_YOUR TASKS_
(a) Reproduce, word for word, the part of the letter on growing up that runs between "Published: Fri 29" and "a ripe being?", inclusive.
(b) Carry on writing the letter to teenagers about growing up, starting right after its final sentence.

_EXTRACT PROVIDED_
Published: Fri 29 Sep 2023, 12:01 AM

Last updated: Tue 14 Nov 2023, 7:57 AM

Dear Children,

I know this for a truth — one of the most niggling issues of being a teenager is being told that you are not a child anymore and to behave like an adult, and when you try to take the cue and impress upon people that you are not a munchkin anymore, they put you right back in the girdle with a sharp reminder of how little of the world and life you have seen. This can be utterly annoying — not knowing if you fit the mantle of a child or an adult and to be in a stage where you have stopped being water, yet you have not solidified into ice. Where precisely are you positioned in this transition period when you are neither a fledgling nor a ripe being?


Let me share a little secret about this thing called ‘growing up’ — it never stops. It is not a passing phase that people of your age alone go through with all its attendant challenges, it is a coefficient of life itself. There is no definite moment or rite of passage that takes us to a realm of total maturity because none of us come of age completely. We are all in different stages of ‘growing up’ and just as you are flummoxed by the new things that get thrown at you in this phase of ‘maturing’, the rest of the world is wrestling with its own doubts and fears about getting future ready. Although we perceive the teenage years as the essential period of transformation when the pupa becomes the butterfly, the butterfly too is in a constant state of flux in terms of mental and emotional growth.

_SOURCE MATERIAL_
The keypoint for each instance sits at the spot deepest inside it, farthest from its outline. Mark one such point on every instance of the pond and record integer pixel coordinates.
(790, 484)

_ANSWERS BELOW_
(a)
Published: Fri 29 Sep 2023, 12:01 AM

Last updated: Tue 14 Nov 2023, 7:57 AM

Dear Children,

I know this for a truth — one of the most niggling issues of being a teenager is being told that you are not a child anymore and to behave like an adult, and when you try to take the cue and impress upon people that you are not a munchkin anymore, they put you right back in the girdle with a sharp reminder of how little of the world and life you have seen. This can be utterly annoying — not knowing if you fit the mantle of a child or an adult and to be in a stage where you have stopped being water, yet you have not solidified into ice. Where precisely are you positioned in this transition period when you are neither a fledgling nor a ripe being?

(b)
Mankind is designed by nature to evolve with time, and there is only one way we can make this plan come to total fruition — by letting ourselves be moulded by our life experiences and learning from them. The idea of growing up is all about becoming a better person than you previously were.

We have all fallen into a trap of leading a life of wanting and fetching. More marks, more money, more fame, more intelligence; an extra share of everything that we think makes for a successful life. While all these elements are important to lead a life of comfort, growing up is not essentially about that. It is about evaluating at every step where you are headed, what the objective of your pursuits is, and in what way it will make you better than you are presently.

Every action should have a meaning and a purpose — that of making you more contented with yourself. Learning a skill? Ask if it would amplify your happiness. Striving hard to pass an exam? Ask if that would take you one step further to your goals. Assess the reason for you to indulge in any activity and if the answer doesn’t inspire a negative emotion, know that it will eventually do you good. Conversely, it is not only about implementing plans to a tee that will augment growth. Sometimes, dropping an existing idea that seems too hard to consummate and taking a new recourse can also save you from getting stunted and encourage growth.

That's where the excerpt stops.